Some records:
-*-
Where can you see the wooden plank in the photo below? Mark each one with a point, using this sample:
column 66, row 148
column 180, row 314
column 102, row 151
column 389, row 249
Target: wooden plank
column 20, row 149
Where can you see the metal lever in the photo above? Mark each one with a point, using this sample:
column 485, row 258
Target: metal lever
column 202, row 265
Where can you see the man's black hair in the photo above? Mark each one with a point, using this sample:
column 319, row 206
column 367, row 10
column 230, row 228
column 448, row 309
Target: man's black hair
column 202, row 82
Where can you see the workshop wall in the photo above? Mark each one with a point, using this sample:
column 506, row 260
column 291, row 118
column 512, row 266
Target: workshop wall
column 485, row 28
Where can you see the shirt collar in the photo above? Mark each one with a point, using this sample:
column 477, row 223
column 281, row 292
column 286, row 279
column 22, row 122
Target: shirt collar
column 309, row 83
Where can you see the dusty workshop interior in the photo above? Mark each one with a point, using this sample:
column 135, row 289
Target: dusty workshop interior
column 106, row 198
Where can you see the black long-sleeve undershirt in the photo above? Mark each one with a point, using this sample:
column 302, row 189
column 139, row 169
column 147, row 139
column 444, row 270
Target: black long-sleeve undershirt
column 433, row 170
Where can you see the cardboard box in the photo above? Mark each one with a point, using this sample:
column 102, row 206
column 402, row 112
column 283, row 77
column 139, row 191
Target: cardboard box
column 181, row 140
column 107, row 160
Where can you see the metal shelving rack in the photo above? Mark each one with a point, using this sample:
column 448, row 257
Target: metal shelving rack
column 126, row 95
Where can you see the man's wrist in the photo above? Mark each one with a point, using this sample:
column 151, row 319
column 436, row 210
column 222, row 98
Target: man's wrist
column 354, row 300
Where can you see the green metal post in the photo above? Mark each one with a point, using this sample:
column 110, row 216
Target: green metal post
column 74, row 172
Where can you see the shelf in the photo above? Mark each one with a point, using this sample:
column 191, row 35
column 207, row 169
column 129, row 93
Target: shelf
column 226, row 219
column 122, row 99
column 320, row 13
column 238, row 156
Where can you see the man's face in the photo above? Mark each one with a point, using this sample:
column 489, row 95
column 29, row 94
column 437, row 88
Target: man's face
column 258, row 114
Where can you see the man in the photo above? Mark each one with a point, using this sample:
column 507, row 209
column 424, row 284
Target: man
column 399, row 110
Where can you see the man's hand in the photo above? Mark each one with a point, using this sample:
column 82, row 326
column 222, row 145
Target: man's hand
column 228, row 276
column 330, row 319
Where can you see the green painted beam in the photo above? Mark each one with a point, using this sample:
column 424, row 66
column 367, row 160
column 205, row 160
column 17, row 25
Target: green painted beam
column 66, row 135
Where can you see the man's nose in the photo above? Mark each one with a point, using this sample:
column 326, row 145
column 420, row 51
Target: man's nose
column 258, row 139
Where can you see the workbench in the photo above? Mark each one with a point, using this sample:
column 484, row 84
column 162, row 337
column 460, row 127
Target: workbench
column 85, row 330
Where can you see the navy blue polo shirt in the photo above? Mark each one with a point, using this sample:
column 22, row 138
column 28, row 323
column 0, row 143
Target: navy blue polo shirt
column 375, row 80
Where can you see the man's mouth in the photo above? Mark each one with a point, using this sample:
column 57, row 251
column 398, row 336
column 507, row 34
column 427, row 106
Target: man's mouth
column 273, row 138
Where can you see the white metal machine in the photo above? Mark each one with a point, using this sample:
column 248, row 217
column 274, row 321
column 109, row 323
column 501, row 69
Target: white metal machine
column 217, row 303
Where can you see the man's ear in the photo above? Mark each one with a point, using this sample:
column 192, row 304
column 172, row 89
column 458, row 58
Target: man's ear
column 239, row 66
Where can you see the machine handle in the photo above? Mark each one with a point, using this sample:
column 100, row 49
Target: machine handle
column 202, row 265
-*-
**TASK OBJECTIVE**
Retype the records above word for word, from their first line through the line that contains "column 20, row 149". Include both of those lines.

**WORKED SOLUTION**
Where can you see the wooden plank in the photo below? Mark each one with a point, using this sample:
column 66, row 148
column 180, row 314
column 102, row 151
column 389, row 249
Target: wooden plank
column 20, row 149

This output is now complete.